--- begin MATERIAL PROVIDED ---

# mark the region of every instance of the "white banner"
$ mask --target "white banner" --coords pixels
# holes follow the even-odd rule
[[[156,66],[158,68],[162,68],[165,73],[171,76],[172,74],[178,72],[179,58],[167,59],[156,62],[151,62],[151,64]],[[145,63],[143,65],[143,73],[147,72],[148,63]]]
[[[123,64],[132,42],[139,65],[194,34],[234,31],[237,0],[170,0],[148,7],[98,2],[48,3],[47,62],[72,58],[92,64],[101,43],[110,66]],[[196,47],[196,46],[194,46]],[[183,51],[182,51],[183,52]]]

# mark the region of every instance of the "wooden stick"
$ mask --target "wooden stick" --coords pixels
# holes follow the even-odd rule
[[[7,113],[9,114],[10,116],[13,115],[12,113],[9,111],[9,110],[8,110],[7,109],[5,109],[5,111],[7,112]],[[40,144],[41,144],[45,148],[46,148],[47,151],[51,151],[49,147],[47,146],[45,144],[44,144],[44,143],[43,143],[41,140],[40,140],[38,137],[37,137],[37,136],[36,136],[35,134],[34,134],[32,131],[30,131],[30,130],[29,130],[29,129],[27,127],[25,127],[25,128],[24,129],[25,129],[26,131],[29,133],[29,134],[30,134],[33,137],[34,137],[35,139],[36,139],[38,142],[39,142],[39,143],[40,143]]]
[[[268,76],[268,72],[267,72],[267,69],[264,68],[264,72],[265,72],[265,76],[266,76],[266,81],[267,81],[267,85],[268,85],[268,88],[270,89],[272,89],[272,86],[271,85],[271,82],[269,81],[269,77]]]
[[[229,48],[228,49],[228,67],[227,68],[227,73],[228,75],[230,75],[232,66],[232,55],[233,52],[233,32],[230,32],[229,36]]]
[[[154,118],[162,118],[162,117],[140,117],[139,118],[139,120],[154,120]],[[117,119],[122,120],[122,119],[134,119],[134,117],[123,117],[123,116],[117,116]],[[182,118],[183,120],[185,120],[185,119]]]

--- end MATERIAL PROVIDED ---

● SET TASK
Extract, word for word, each line of the listing above.

● THE RESPONSE
# mark the region of every instance of the "white banner"
$ mask --target "white banner" --coords pixels
# holes follow the even-odd rule
[[[156,66],[158,68],[162,68],[165,73],[171,76],[172,74],[178,72],[179,58],[167,59],[156,62],[151,62],[151,64]],[[145,63],[143,65],[143,73],[147,72],[148,63]]]
[[[123,64],[132,42],[139,65],[194,34],[234,31],[237,0],[170,0],[148,7],[98,2],[48,3],[47,62],[72,58],[92,64],[101,43],[110,66]],[[196,47],[196,46],[194,46]],[[183,51],[182,51],[183,52]]]

# mark the region of every instance of the "wooden stick"
$ mask --target "wooden stick" --coords pixels
# holes follow the even-odd rule
[[[7,113],[9,114],[10,116],[13,115],[12,113],[9,111],[9,110],[8,110],[7,109],[5,109],[5,111],[7,112]],[[40,144],[41,144],[45,148],[46,148],[47,151],[51,151],[49,147],[47,146],[45,144],[44,144],[44,143],[43,143],[41,140],[40,140],[38,137],[37,137],[37,136],[36,136],[35,134],[34,134],[32,131],[30,131],[30,130],[29,130],[29,129],[27,127],[25,127],[25,128],[24,129],[25,129],[26,131],[29,133],[29,134],[30,134],[33,137],[34,137],[35,139],[36,139],[38,142],[39,142],[39,143],[40,143]]]
[[[268,76],[268,72],[267,72],[267,69],[264,68],[264,72],[265,72],[265,76],[266,76],[266,81],[267,81],[267,85],[268,85],[268,88],[270,89],[272,89],[272,86],[271,85],[271,82],[269,81],[269,77]]]
[[[229,48],[228,49],[228,67],[227,68],[227,73],[228,75],[230,75],[232,66],[232,55],[233,52],[233,32],[230,32],[229,36]]]
[[[154,118],[162,118],[162,117],[140,117],[139,118],[139,120],[154,120]],[[117,119],[122,120],[122,119],[134,119],[134,117],[123,117],[123,116],[117,116]],[[182,118],[183,120],[185,120],[185,119]]]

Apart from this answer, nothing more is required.